§ What this task involves
Leave the pictures out and transcribe every record exactly.

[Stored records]
++++++++
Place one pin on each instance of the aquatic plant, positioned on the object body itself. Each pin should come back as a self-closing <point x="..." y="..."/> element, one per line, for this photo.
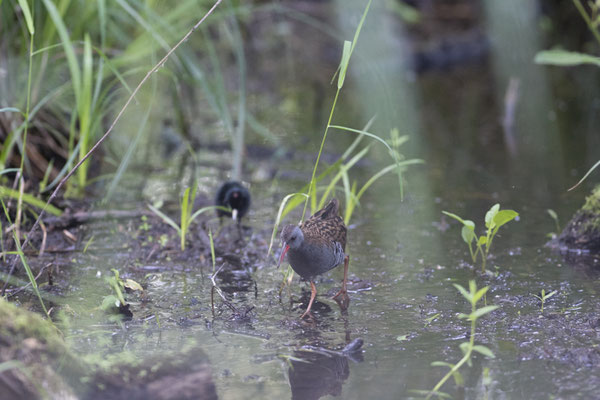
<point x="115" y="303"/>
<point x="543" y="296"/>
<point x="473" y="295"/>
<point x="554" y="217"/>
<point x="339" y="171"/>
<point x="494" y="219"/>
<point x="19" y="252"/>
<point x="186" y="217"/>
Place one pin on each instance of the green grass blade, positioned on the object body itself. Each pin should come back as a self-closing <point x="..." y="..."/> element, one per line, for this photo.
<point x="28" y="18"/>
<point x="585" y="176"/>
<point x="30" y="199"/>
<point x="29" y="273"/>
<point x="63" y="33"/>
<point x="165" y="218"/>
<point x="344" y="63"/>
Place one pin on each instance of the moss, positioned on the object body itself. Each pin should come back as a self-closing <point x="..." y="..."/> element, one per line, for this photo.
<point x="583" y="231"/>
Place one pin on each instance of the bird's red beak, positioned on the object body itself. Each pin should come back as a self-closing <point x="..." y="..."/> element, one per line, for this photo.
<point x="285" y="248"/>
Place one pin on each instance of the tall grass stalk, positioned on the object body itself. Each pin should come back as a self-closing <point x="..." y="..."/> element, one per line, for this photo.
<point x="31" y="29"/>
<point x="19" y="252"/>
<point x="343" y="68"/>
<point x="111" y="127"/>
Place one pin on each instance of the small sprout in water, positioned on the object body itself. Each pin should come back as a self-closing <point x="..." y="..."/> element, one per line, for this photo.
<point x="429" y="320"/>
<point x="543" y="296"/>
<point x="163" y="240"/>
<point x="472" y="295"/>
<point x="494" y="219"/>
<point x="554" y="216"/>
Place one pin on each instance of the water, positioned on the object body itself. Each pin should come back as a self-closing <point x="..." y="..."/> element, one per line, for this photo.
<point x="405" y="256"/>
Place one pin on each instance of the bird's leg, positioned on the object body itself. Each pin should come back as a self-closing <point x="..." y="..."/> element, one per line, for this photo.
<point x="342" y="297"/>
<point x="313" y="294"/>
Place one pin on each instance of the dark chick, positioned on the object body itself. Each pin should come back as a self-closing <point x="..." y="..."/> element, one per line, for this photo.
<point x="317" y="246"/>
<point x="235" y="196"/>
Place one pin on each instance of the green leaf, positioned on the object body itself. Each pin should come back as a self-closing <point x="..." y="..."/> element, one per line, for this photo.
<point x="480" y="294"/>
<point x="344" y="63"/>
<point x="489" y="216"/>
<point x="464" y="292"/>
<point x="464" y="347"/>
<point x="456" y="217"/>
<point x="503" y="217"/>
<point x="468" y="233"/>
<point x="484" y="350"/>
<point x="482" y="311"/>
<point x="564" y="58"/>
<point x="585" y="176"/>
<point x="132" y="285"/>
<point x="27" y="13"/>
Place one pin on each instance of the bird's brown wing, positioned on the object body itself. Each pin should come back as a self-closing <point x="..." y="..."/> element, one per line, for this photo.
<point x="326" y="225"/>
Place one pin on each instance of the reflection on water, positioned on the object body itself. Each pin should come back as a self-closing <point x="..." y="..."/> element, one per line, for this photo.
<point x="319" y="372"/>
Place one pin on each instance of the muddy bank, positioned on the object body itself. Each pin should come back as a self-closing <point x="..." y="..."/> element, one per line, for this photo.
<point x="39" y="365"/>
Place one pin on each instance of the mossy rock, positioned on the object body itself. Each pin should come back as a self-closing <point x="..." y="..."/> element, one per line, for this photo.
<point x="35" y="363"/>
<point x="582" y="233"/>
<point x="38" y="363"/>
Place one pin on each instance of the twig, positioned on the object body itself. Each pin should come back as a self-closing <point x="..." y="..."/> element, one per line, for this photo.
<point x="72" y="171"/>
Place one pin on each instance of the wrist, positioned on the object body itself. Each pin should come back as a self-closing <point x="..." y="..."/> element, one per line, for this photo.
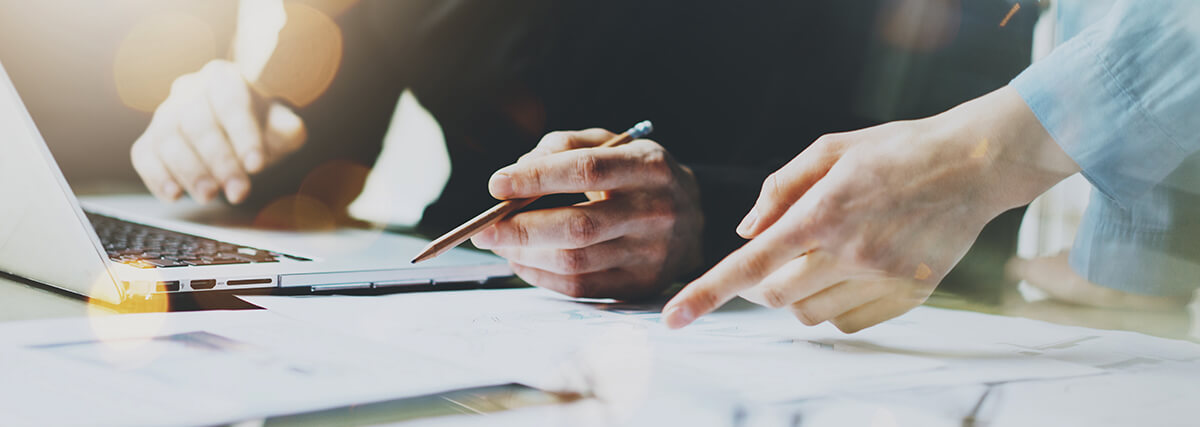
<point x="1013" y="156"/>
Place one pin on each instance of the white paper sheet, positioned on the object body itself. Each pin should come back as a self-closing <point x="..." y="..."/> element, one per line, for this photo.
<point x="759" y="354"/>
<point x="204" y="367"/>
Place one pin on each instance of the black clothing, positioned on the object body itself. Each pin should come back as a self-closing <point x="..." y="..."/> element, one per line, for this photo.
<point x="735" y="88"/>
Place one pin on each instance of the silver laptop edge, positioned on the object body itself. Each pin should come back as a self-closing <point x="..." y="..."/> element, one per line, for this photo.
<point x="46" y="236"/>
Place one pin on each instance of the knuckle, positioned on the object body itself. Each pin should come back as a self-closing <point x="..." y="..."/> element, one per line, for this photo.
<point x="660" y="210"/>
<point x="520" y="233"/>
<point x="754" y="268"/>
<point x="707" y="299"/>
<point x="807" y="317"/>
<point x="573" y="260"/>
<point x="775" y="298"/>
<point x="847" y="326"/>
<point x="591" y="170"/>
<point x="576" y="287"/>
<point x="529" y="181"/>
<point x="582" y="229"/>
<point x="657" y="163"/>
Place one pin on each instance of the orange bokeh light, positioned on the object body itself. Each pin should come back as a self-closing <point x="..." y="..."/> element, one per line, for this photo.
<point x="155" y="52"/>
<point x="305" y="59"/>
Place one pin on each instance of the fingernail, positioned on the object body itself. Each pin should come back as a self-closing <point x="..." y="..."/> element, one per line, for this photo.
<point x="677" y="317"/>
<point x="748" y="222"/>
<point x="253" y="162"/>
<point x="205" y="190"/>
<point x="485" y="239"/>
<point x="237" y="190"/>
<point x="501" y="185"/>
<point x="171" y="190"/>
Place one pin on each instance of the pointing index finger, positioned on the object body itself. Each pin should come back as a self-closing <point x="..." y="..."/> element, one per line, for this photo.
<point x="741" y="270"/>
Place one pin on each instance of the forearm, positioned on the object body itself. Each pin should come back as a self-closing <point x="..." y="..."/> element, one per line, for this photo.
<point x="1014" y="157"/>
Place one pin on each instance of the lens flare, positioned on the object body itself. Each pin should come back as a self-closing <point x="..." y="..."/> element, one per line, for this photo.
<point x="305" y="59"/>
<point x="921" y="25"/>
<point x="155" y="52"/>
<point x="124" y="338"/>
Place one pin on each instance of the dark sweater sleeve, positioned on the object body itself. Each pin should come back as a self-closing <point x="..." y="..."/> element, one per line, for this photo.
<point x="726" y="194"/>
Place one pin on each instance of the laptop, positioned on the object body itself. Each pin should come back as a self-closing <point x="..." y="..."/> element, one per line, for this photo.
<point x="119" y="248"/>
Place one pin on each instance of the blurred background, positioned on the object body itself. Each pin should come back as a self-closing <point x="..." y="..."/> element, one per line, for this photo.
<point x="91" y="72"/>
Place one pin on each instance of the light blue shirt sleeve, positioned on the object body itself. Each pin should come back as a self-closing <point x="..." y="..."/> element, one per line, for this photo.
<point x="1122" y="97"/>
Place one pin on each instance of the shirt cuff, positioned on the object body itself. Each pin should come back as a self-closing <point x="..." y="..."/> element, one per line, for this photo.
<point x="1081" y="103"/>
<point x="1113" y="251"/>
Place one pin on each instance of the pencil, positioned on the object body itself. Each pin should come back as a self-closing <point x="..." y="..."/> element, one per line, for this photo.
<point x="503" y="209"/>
++++++++
§ Response to this task
Place one pin on each instance of the aquatic plant, positioned on the object body itself. Each pin should come back as a self-closing <point x="..." y="..."/> element, one per line, for this photo.
<point x="115" y="303"/>
<point x="543" y="296"/>
<point x="473" y="295"/>
<point x="554" y="217"/>
<point x="339" y="171"/>
<point x="494" y="219"/>
<point x="19" y="252"/>
<point x="186" y="217"/>
Place one pin on each instance of the green grass blade, positioned on the object body itself. Each pin should come back as a self-closing <point x="..." y="..."/> element, one per line, for this photo.
<point x="28" y="18"/>
<point x="585" y="176"/>
<point x="30" y="199"/>
<point x="29" y="273"/>
<point x="63" y="33"/>
<point x="165" y="218"/>
<point x="344" y="63"/>
Place one pin on each instance of the moss, positioned on the object body itself. Each pin should come back as a self-closing <point x="..." y="..."/> element, one per line, for this photo.
<point x="583" y="231"/>
Place one pin on each instance of the bird's red beak, positioned on the object body itself. Each pin should come back as a self-closing <point x="..." y="..."/> element, one per line, for this photo.
<point x="285" y="248"/>
Place one pin on each instance of the tall grass stalk, positioned on the object body itself. Each pin should come back as a self-closing <point x="..." y="..."/> element, one per line, for this photo.
<point x="31" y="29"/>
<point x="19" y="252"/>
<point x="343" y="68"/>
<point x="111" y="127"/>
Place one pin on each instance of the small sprout in water, positioned on the object body itself. Each pin should come back as a self-closing <point x="..." y="..."/> element, one per line, for this photo.
<point x="429" y="320"/>
<point x="543" y="296"/>
<point x="163" y="240"/>
<point x="472" y="295"/>
<point x="494" y="219"/>
<point x="554" y="216"/>
Place one pin on each instance of the water, positioned on the object body itself. Each pin should come back as a self-closing <point x="..." y="..."/> element, one per line, for this photo.
<point x="405" y="256"/>
Place one pin on each instance of the bird's leg, positioned on the object body itself. Each pin should come back as a self-closing <point x="..." y="..."/> element, one per line, for this photo.
<point x="342" y="297"/>
<point x="313" y="294"/>
Place one pin on each instance of the dark chick, positioned on the object body itself. Each pin should come back as a self-closing <point x="..." y="..."/> element, one per line, for this photo.
<point x="317" y="246"/>
<point x="235" y="196"/>
Place one pin on each instance of the green leaf, positioned on the object body itself. Each pin should come back as a self-closing <point x="..." y="..."/> element, one per line, for this photo.
<point x="480" y="294"/>
<point x="344" y="63"/>
<point x="489" y="216"/>
<point x="464" y="292"/>
<point x="464" y="347"/>
<point x="456" y="217"/>
<point x="503" y="217"/>
<point x="468" y="233"/>
<point x="484" y="350"/>
<point x="482" y="311"/>
<point x="564" y="58"/>
<point x="585" y="176"/>
<point x="132" y="285"/>
<point x="27" y="13"/>
Place one pin on each instance of the bird's brown wing, positioned on the object body itself. Each pin should come back as a self-closing <point x="..." y="..."/> element, one per line, for this photo.
<point x="326" y="225"/>
Place one pin on each instance of the reflection on water, positioned on the object body itself. Each pin should come back as a self-closing <point x="..." y="..."/> element, one per line, for this photo.
<point x="319" y="372"/>
Place one pin on each instance of the muddy bank, positioned on the object body itself. Each pin should come back as a self-closing <point x="..." y="..."/> element, one per line, for this photo.
<point x="39" y="365"/>
Place one pin on each instance of the mossy rock, positioned on the object body itself. Each pin should come back as a self-closing <point x="..." y="..."/> element, one per line, for this photo.
<point x="35" y="363"/>
<point x="582" y="233"/>
<point x="38" y="363"/>
Place one pin on each instance of the twig, positioned on the object body itself. Each pin should come back as a self-closing <point x="..." y="..."/> element, one per line, for this photo.
<point x="72" y="171"/>
Place one pin on each instance of the wrist, positioned on the object body itself. Each pin should come back as a self-closing <point x="..." y="..."/> element, one per line, for this photo.
<point x="1013" y="156"/>
Place one pin on each instance of the white paper sheet, positioned on the object body itself. Each pin should come back as a self-closing <point x="..." y="..."/> element, one per line, for this photo.
<point x="759" y="354"/>
<point x="204" y="367"/>
Place one pin on each instance of the black clothing, positioned on the object body itself. Each pin should come back as a self-closing <point x="..." y="..."/> element, one per line, for this photo.
<point x="735" y="88"/>
Place one pin on each instance of the silver laptop edge, positioned on the object body itself. Each pin should come back as a self-closing <point x="..." y="..."/> element, one per line, for this photo.
<point x="46" y="236"/>
Place one pin on each instance of the knuckle, positioned on the object body itself. Each pin should come back as a self-closing <point x="..." y="..."/> element, one per line, for this photo.
<point x="660" y="210"/>
<point x="520" y="233"/>
<point x="754" y="268"/>
<point x="707" y="299"/>
<point x="807" y="317"/>
<point x="573" y="260"/>
<point x="775" y="298"/>
<point x="847" y="326"/>
<point x="591" y="170"/>
<point x="576" y="287"/>
<point x="529" y="181"/>
<point x="582" y="229"/>
<point x="657" y="163"/>
Place one pin on each instance of the orange bokeh light, positioned on the object body itself. Each pin should come back as a self-closing <point x="..." y="..."/> element, one per line, for this photo.
<point x="155" y="52"/>
<point x="305" y="59"/>
Place one pin on each instance of the fingernail, positioned on the object body itself. Each pin should come back as a self-closing <point x="..." y="..."/> element, one per line, for this photo.
<point x="677" y="317"/>
<point x="748" y="222"/>
<point x="253" y="162"/>
<point x="205" y="190"/>
<point x="485" y="239"/>
<point x="237" y="190"/>
<point x="501" y="185"/>
<point x="171" y="190"/>
Place one pin on each instance of the pointing index finger, positioned on the object body itself. Each pin should come back as a self-closing <point x="..." y="..."/> element, one per line, for this photo.
<point x="741" y="270"/>
Place one pin on each instance of the forearm, positioned on the object body itself. Each pin should come back as a self-closing <point x="..." y="..."/> element, one per line, for this photo.
<point x="1014" y="157"/>
Place one pin on each instance of the lens flare, positioned on the object body itself. Each pin should come back as a self-closing <point x="..." y="..."/> element, one per line, for this photo.
<point x="305" y="59"/>
<point x="921" y="25"/>
<point x="155" y="52"/>
<point x="124" y="338"/>
Place one pin on each instance of the dark sweater sleeve, positioned on the object body itself. Each pin should come back as a self-closing <point x="..." y="..."/> element, one per line, for this photo.
<point x="726" y="194"/>
Place one pin on each instance of the laptop, positioned on the object body itself. Each pin should come back as a self-closing <point x="..." y="..."/> element, one per line, for this photo.
<point x="119" y="248"/>
Place one pin on each instance of the blurred background, positioned on the object body itself. Each pin should come back as a self-closing <point x="..." y="..."/> element, one per line, for this photo.
<point x="91" y="72"/>
Place one pin on each instance of the light blue shirt sleeve, positioned on the object body itself. Each pin should come back as a self-closing <point x="..." y="..."/> element, one per line, for this photo.
<point x="1122" y="97"/>
Place one pin on each instance of the shirt cuff, positioned on the object body itself. Each pin should come back as a self-closing <point x="..." y="..."/> element, one per line, for this photo.
<point x="1081" y="103"/>
<point x="1113" y="251"/>
Place one pin on each instance of the pencil, positioned on the object body itself. Each pin should come back as a self-closing <point x="..." y="..."/> element, one per line, for this photo.
<point x="503" y="209"/>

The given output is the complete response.